# Massmoto KS 270 Gyuto



## Ucmd (Nov 27, 2014)

Would love to buy one of these. Can someone direct me to site that is selling. Would entertain used 270 as well. Thanks


----------



## CoqaVin (Nov 27, 2014)

cant seem to find any that are not sold out anywhere


----------



## MikeHL (Nov 27, 2014)

Maybe rakuten ? I saw that they have the 240 in stock now, and even a 330 lol 


Sent from my iPhone using Tapatalk


----------



## CoqaVin (Nov 27, 2014)

I looked on Rakuten as well to try and help the OP out, I wasn't able to find any, whose the seller?


----------



## stereo.pete (Nov 27, 2014)

Why don't you post a WTB ad in the B/S/T forum?


----------



## James (Nov 27, 2014)

Yamakawa on rakuten doesn't have any in stock, but they do have 240s in both white and stainless (aeb-l i think?). They've also got a 300 in white.

If it helps, they do run long so I think a 240 is really ~ 250 something.


----------



## Ucmd (Nov 27, 2014)

I kinda just want to buy new. If no leads I'll post in bst


----------



## CoqaVin (Nov 27, 2014)

the best bet right now would be to get a 240 if you want a new one, who knows when a new stock of them will come around


----------



## MikeHL (Nov 27, 2014)

CoqaVin said:


> I looked on Rakuten as well to try and help the OP out, I wasn't able to find any, whose the seller?



Subaru 

http://global.rakuten.com/en/store/subaru/item/ks3133/?s-id=borderless_browsehist_en

http://global.rakuten.com/en/store/subaru/item/ks3124/?s-id=borderless_browsehist_en



Sent from my iPhone using Tapatalk


----------



## CoqaVin (Nov 27, 2014)

thanks Mike!

If I had a little bit more cash I would get the 240


----------



## Ucmd (Nov 27, 2014)

Thanks for the links. I love the 270 size. I think like james said they run big. So like a 24o is actually longer. Can anyone who owns one chime in. Also, how is rakuten to order from.


----------



## cclin (Nov 27, 2014)

My 240mm KS is actually 251mm. You may also try contacting Korin see if they can order one for you.


----------



## MikeHL (Nov 27, 2014)
○ ○ ○ ○ ○ ○ ○
▸ STATED TASK A: Translate this sentence from the forum thread into French: "My 240mm KS is actually 251mm."
The forum thread and the listing after it are unrelated material.

Stored records
○ ○ ○ ○ ○ ○ ○
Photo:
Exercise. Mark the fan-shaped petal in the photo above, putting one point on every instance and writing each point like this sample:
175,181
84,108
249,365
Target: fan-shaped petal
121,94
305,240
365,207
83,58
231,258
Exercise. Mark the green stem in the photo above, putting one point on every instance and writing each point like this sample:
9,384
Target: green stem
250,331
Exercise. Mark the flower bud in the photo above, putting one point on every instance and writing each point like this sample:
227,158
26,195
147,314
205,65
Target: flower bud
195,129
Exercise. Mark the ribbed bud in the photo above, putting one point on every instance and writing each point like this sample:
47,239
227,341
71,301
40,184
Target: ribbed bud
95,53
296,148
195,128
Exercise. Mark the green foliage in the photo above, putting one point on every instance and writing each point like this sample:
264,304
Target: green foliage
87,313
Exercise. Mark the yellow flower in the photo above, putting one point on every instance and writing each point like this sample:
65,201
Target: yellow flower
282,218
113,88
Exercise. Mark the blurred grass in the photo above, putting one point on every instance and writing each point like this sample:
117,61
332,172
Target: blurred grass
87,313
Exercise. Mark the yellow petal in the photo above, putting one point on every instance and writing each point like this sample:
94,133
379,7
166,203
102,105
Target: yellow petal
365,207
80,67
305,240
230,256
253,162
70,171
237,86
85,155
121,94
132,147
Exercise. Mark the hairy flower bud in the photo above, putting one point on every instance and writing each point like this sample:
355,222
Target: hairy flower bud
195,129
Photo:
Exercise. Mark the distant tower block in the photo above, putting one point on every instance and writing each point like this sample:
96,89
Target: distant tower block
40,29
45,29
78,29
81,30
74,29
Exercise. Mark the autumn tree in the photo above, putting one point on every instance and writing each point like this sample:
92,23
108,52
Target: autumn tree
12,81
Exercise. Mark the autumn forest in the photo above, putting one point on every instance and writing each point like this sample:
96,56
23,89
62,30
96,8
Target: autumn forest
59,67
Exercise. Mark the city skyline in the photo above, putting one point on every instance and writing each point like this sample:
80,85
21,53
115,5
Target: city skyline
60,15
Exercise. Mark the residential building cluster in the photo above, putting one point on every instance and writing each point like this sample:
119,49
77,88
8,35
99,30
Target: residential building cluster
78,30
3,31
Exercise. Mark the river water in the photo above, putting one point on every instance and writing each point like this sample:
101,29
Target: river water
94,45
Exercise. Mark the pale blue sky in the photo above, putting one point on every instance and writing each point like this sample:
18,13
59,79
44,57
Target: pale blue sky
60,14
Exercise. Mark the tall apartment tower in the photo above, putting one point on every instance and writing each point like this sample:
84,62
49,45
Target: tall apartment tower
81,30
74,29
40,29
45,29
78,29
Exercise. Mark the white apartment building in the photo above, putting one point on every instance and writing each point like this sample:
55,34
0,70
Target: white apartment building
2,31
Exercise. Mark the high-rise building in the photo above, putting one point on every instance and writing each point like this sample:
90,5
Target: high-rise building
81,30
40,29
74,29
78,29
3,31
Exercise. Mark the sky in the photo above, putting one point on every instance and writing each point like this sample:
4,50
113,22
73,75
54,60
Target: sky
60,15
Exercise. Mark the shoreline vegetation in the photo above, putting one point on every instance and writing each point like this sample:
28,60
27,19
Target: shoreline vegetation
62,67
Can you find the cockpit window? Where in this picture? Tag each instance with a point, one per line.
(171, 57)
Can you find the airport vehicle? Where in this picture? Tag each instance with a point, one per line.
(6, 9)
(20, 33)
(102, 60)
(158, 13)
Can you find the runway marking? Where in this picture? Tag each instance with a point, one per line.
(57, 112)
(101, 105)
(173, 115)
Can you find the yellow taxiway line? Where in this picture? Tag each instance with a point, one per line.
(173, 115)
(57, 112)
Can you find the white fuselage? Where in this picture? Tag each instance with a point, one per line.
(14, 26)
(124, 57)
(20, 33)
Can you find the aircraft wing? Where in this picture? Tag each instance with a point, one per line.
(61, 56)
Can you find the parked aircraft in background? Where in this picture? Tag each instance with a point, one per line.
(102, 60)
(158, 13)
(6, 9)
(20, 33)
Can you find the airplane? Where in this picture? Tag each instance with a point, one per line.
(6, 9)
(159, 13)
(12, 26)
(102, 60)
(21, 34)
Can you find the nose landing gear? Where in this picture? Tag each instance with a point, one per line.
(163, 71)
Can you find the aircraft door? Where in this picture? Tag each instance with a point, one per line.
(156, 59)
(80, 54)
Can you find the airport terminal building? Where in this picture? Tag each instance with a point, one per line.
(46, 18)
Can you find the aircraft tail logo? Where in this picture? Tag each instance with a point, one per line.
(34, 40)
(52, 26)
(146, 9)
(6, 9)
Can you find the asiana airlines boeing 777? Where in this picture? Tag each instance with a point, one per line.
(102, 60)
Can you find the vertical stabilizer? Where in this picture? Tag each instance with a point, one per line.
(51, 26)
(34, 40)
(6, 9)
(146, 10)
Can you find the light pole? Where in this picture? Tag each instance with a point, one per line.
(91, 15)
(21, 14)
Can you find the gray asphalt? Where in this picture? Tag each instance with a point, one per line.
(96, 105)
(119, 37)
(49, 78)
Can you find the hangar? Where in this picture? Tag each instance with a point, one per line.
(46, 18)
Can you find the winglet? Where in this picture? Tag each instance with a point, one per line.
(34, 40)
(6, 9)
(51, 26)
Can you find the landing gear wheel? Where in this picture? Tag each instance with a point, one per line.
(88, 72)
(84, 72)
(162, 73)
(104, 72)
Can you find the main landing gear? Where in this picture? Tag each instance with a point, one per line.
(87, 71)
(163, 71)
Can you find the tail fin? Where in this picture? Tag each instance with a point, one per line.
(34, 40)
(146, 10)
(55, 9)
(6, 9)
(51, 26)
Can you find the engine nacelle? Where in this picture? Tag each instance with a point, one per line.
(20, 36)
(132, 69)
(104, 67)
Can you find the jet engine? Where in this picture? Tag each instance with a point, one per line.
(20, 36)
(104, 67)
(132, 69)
○ ○ ○ ○ ○ ○ ○
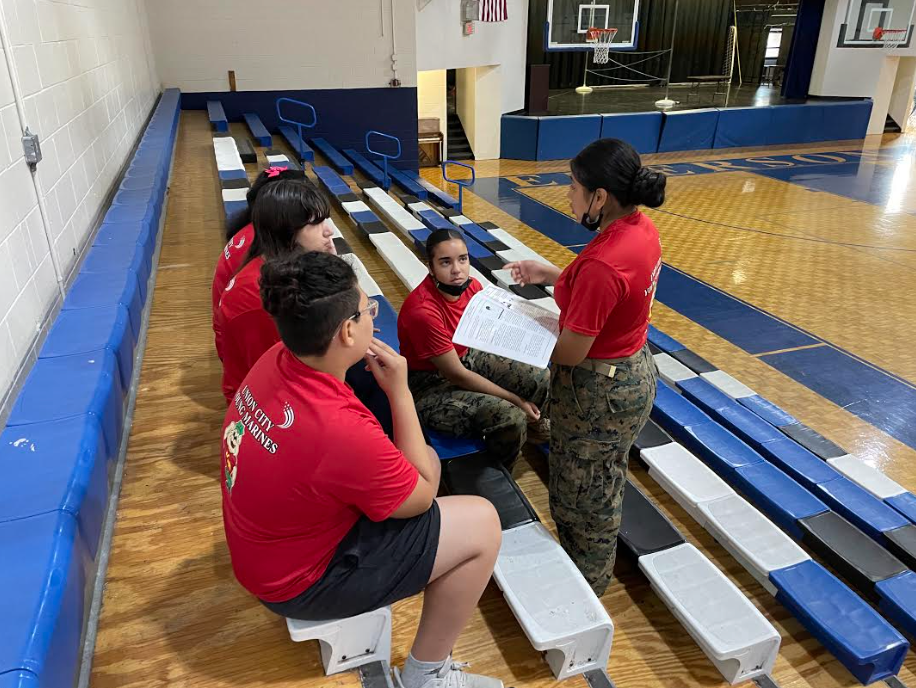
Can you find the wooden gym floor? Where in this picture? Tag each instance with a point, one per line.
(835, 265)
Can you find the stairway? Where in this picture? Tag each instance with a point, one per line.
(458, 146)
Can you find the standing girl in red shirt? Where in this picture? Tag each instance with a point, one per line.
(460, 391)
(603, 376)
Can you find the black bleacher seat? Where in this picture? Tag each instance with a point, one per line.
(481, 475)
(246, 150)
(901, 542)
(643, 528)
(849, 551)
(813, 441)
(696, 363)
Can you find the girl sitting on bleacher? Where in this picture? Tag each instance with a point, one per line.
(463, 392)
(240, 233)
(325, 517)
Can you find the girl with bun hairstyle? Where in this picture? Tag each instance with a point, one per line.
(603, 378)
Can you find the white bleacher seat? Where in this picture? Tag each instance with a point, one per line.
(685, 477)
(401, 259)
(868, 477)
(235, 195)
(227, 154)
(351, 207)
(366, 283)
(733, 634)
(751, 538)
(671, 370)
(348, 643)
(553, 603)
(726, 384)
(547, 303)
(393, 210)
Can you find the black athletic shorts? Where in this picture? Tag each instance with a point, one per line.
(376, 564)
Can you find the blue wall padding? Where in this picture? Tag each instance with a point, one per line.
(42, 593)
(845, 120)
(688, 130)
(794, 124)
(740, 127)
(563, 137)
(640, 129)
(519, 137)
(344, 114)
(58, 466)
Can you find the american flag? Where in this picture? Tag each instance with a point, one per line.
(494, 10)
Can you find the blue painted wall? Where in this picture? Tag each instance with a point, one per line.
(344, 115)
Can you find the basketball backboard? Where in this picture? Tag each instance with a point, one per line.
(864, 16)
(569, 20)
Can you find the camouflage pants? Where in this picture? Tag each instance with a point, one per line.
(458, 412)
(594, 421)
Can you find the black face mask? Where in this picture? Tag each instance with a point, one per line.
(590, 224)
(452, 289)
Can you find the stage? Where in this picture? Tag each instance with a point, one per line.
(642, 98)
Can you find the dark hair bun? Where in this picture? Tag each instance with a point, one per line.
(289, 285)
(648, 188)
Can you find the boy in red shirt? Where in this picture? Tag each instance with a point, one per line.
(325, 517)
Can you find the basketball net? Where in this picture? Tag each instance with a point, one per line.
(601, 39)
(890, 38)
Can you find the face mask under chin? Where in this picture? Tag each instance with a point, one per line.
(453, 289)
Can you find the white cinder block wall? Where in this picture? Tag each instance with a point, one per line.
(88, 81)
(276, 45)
○ ○ ○ ○ ○ ○ ○
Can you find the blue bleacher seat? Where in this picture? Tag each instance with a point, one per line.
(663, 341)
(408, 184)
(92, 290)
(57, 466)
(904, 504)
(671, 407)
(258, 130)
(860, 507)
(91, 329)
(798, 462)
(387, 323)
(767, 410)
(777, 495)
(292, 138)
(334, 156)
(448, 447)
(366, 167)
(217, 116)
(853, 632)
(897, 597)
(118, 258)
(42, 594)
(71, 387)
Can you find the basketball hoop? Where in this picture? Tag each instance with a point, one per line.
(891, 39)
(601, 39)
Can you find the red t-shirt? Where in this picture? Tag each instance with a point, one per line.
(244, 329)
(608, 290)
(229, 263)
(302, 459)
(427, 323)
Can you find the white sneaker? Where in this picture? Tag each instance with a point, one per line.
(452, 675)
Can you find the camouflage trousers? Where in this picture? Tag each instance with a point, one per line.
○ ○ ○ ○ ○ ○ ○
▸ STATED TASK B: Gather every line of the listing that contains the word "white", treating uppercase and lowercase letters as distinct.

▸ TASK ANSWER A: Mon KS de 240 mm mesure en réalité 251 mm.

▸ TASK ANSWER B:
Exercise. Mark the white apartment building in the photo above, putting one point on every instance and writing each point like this sample:
Target: white apartment building
Can you find the white fuselage? Where in this picture? Tag each instance with a point, one per line.
Can you find the white bleacher seat? Where in this picture? Tag each instance with a point, one per line.
Can you find the white cinder block wall? Where in this picture? Tag each instance with a point, one per line.
Can you find the white sneaker? Where in this picture? Tag each instance with a point, one per line.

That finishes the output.